=== Data for this exercise ===

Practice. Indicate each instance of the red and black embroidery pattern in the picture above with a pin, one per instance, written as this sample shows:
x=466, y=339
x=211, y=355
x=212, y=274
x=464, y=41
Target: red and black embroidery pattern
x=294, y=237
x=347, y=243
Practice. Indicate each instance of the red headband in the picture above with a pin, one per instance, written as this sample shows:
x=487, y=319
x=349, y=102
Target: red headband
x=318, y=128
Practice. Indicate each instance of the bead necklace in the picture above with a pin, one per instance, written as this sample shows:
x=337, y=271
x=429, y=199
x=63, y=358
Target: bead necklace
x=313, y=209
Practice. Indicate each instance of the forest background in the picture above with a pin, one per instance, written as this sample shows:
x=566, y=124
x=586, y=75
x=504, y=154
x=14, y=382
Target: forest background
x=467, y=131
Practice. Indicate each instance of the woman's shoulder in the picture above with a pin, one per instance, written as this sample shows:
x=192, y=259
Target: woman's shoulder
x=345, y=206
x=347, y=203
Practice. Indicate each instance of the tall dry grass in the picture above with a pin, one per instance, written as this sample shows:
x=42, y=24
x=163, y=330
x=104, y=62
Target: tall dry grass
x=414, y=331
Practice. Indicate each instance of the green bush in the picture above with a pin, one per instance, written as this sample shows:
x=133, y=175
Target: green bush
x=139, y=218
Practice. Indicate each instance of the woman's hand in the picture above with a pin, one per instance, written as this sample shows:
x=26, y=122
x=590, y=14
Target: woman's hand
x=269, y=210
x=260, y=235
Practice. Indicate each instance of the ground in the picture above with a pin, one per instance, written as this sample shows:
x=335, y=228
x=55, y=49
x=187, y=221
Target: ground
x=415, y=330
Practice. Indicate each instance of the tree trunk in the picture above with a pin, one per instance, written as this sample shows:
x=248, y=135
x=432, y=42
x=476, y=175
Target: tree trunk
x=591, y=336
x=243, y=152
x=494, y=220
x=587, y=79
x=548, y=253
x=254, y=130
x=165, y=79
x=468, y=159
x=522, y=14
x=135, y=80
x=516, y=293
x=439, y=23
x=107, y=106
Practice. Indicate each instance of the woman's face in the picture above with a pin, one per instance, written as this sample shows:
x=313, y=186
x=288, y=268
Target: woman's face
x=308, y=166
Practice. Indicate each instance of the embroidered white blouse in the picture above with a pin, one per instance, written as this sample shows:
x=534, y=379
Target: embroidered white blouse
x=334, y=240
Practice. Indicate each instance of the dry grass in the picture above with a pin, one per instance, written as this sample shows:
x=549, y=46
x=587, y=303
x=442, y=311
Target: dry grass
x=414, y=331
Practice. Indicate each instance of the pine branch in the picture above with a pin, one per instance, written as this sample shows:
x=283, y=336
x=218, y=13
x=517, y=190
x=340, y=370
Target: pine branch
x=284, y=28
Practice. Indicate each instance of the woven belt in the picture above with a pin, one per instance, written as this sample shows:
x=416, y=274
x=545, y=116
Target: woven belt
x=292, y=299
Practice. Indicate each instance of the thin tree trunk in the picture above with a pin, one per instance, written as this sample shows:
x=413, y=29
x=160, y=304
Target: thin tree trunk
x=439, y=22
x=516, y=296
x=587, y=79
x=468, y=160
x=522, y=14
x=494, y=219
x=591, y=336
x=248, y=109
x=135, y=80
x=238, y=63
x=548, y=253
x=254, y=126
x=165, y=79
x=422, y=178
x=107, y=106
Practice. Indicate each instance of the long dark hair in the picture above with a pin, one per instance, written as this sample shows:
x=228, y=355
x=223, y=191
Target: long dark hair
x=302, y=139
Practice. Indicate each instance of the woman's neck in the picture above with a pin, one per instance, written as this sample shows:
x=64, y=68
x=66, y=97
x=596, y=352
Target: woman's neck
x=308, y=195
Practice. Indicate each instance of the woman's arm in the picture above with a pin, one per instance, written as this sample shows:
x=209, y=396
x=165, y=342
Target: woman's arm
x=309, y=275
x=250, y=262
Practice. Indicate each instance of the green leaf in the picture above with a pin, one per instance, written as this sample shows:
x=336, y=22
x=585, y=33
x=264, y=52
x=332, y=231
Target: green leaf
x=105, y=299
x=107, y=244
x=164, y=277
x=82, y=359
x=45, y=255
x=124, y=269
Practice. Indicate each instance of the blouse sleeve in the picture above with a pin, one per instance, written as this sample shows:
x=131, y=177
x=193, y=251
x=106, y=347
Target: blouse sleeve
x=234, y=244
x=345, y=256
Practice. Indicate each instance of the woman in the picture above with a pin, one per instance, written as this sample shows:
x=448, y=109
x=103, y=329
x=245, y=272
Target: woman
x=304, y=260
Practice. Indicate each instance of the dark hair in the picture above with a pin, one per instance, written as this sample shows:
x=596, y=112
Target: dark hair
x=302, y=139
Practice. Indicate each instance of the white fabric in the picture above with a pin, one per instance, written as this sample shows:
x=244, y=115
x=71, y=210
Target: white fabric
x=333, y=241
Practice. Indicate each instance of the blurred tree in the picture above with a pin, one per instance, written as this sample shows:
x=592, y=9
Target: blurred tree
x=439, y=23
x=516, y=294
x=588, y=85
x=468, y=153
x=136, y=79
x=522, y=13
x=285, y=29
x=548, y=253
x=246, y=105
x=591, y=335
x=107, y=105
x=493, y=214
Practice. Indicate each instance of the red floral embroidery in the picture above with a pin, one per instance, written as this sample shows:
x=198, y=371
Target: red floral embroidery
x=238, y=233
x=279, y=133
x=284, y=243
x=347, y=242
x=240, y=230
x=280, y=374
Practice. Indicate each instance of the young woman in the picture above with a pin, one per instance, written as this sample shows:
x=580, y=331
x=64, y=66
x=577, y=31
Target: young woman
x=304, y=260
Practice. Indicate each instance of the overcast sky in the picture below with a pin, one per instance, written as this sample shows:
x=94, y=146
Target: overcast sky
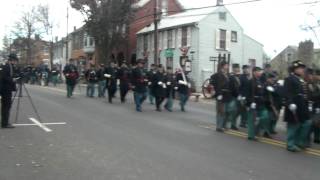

===

## Work order
Give every line of the material that includes the string "overcast".

## Reply to the exercise
Practice. Indicate each instance of the overcast sky in the picture below with a pin, one per instance, written as this sample shows:
Target: overcast sky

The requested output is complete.